Entries from a pointing dataset

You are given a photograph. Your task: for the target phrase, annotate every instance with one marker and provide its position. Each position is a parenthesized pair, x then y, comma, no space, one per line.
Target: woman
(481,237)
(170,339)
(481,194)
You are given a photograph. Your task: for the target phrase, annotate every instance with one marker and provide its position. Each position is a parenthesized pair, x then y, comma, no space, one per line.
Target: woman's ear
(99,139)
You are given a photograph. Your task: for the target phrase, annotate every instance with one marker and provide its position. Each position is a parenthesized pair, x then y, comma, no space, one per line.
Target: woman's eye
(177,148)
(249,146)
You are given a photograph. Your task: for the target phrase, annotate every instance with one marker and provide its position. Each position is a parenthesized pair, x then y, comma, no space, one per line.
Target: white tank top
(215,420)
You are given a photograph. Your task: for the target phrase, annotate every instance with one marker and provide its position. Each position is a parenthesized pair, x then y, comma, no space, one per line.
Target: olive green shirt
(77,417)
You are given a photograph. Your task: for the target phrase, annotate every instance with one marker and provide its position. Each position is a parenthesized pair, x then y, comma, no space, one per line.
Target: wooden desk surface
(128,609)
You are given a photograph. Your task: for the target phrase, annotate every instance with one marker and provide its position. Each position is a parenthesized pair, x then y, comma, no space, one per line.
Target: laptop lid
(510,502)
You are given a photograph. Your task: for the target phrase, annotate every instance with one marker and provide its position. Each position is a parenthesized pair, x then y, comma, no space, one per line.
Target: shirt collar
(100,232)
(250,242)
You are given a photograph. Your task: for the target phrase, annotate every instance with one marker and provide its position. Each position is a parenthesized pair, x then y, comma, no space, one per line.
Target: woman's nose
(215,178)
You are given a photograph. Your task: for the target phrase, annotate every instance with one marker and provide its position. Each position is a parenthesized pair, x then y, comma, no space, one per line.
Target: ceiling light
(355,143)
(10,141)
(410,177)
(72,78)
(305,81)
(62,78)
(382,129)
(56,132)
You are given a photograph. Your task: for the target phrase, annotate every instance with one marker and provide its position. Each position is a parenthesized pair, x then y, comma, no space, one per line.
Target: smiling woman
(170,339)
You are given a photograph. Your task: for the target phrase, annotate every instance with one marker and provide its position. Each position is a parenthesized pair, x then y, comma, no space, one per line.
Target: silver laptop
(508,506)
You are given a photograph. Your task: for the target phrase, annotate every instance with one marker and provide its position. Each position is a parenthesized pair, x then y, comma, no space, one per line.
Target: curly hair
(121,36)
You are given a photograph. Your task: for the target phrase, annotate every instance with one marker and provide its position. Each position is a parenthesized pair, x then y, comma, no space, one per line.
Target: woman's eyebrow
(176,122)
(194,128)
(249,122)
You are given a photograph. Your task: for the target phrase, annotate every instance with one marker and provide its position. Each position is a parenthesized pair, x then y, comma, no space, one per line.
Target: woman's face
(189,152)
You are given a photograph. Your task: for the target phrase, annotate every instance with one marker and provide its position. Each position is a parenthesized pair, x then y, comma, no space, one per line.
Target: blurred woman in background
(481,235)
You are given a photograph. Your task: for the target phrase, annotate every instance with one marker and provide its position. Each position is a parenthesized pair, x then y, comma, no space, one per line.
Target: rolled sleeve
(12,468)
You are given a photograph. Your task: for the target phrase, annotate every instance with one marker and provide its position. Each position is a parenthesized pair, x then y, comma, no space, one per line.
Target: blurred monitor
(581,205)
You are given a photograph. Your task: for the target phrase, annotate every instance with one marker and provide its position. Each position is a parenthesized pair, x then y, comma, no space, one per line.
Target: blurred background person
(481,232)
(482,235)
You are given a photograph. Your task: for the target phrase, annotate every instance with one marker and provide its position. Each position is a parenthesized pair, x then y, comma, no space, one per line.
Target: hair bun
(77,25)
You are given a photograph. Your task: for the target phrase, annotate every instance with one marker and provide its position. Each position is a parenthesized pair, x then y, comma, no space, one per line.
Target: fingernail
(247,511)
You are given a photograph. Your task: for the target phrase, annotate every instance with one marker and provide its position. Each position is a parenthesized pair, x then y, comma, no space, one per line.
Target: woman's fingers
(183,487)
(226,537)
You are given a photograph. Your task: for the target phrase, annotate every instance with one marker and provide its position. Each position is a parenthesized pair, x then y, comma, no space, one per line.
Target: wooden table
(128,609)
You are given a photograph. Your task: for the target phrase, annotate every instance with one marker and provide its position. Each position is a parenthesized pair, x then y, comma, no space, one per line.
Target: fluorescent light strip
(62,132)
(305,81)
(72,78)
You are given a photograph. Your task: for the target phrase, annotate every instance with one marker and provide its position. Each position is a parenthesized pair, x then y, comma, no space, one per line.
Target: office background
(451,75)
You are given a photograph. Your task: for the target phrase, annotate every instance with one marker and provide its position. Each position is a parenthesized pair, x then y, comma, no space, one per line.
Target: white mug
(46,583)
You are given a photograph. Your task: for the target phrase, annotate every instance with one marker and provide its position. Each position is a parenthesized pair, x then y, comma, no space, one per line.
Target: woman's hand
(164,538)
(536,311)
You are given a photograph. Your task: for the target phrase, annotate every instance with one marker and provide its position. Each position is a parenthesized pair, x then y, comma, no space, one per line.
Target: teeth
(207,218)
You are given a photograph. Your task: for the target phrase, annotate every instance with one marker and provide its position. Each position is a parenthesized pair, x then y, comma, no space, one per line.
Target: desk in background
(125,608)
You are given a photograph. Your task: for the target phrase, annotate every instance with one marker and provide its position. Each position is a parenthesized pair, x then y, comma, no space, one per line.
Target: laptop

* [DO THIS] How many lines in the rows above contain the string "blurred"? Match case exactly and reply with the number alone.

* [RESULT OF THIS TASK] 3